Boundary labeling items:
- - - - - - -

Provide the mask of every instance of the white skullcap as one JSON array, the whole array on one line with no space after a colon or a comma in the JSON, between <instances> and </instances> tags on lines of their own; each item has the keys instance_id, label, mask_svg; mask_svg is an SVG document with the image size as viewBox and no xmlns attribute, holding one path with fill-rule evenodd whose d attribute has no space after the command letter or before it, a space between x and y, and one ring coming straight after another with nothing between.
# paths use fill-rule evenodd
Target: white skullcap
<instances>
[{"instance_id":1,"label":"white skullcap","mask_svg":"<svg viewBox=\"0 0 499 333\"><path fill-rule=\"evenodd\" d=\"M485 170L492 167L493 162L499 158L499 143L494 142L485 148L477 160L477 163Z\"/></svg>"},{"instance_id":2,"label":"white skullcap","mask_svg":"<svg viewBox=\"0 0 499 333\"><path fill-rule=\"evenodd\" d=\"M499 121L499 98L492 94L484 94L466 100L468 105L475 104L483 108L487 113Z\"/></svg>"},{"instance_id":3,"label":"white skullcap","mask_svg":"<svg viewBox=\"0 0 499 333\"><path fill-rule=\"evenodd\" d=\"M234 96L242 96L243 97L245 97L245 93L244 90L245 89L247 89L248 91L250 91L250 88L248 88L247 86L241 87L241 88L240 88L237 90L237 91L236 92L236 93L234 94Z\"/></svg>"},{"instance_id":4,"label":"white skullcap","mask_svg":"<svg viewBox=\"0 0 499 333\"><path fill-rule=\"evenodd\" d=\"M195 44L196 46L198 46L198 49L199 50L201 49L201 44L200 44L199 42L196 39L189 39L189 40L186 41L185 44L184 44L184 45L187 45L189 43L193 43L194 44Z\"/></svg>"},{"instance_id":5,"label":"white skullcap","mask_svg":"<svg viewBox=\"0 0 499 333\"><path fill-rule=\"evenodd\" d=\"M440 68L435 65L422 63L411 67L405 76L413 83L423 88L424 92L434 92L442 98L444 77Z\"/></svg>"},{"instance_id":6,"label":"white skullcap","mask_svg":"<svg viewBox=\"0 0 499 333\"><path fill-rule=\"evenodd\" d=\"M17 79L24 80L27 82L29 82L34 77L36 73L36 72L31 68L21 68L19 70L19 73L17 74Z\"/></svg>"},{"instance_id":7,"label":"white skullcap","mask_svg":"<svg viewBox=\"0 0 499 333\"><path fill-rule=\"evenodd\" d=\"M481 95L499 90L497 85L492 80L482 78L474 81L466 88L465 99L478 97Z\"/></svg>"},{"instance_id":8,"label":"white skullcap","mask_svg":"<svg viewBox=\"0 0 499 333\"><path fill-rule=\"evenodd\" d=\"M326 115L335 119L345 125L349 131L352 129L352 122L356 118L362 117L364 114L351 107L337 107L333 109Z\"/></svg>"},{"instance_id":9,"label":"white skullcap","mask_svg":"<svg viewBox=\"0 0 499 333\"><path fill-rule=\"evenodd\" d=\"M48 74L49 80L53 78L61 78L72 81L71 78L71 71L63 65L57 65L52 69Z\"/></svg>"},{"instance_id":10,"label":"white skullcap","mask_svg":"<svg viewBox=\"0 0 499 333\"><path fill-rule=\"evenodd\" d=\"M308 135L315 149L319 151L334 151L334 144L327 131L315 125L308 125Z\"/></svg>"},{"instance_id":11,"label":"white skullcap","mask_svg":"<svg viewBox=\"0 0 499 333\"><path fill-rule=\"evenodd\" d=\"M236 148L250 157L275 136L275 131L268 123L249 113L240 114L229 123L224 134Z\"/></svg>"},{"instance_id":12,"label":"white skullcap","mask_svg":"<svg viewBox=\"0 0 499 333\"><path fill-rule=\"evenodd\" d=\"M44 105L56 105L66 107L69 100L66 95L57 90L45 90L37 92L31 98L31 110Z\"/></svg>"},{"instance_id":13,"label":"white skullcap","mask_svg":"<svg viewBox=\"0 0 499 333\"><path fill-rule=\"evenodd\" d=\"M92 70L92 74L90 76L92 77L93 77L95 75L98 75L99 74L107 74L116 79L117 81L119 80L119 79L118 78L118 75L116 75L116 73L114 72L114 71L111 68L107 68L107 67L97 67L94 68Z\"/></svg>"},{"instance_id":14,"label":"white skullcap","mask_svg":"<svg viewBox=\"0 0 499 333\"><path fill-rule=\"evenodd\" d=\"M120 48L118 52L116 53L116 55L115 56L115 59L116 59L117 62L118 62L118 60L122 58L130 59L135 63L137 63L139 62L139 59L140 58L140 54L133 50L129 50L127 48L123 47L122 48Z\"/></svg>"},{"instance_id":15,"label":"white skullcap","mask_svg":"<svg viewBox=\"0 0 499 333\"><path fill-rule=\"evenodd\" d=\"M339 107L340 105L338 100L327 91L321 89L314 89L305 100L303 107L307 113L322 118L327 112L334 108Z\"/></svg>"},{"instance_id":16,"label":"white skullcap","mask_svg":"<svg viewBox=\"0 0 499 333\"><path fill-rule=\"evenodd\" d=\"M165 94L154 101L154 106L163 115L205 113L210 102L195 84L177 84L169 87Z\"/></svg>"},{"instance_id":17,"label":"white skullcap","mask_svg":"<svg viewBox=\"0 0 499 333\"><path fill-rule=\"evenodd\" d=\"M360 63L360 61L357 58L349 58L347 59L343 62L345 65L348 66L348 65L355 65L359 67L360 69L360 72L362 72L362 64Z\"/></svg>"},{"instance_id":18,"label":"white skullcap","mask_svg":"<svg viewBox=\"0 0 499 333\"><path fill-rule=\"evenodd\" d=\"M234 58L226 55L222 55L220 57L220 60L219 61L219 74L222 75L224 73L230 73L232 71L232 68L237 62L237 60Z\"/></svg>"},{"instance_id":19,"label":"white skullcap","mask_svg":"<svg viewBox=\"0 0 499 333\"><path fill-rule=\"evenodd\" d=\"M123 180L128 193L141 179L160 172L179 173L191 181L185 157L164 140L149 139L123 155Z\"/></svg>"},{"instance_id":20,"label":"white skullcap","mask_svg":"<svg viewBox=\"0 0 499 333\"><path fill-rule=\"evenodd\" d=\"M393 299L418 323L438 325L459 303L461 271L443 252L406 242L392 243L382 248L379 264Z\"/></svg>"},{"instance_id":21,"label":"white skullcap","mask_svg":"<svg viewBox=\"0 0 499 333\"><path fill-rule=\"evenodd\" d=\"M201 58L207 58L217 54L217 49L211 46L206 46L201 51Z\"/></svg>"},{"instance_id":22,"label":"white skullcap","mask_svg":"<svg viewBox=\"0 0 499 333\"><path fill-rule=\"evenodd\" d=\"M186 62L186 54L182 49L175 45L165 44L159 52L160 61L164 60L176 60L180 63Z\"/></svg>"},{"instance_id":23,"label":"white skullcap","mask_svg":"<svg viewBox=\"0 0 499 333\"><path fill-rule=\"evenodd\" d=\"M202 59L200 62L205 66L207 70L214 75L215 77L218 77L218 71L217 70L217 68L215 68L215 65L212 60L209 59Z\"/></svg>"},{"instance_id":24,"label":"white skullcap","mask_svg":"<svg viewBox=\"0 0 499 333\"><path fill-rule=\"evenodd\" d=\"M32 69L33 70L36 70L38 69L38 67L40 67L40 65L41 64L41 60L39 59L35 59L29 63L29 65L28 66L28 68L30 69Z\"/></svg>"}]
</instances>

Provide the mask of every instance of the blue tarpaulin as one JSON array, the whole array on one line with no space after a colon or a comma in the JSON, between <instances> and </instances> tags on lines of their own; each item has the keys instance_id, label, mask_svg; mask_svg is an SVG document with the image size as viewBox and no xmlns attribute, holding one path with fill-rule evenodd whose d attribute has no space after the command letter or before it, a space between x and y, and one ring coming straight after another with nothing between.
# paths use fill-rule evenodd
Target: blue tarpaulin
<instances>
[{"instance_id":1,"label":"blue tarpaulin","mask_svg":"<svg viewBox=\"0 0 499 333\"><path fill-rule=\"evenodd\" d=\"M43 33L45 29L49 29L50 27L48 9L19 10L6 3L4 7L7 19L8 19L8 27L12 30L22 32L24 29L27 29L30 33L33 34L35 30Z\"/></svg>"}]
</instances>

- - - - - - -

WRITTEN EXERCISE: Give the lines exactly as they stand, from the line with "Provide the mask of every instance of the blue" through the end of the material.

EXERCISE SOLUTION:
Provide the mask of every instance of the blue tarpaulin as one JSON array, the whole array on one line with no space after a colon or a comma in the JSON, between <instances> and </instances> tags on lines of their own; each item has the keys instance_id, label, mask_svg; mask_svg is an SVG document with the image size as viewBox and no xmlns attribute, holding one path with fill-rule evenodd whose d attribute has no space after the command letter or before it, a space between x and y, and one ring coming straight after another with nothing between.
# paths use fill-rule evenodd
Target: blue tarpaulin
<instances>
[{"instance_id":1,"label":"blue tarpaulin","mask_svg":"<svg viewBox=\"0 0 499 333\"><path fill-rule=\"evenodd\" d=\"M43 33L45 29L49 29L50 27L48 9L19 10L6 3L4 7L7 19L8 19L8 27L12 30L22 32L24 29L27 29L30 33L33 34L35 30Z\"/></svg>"}]
</instances>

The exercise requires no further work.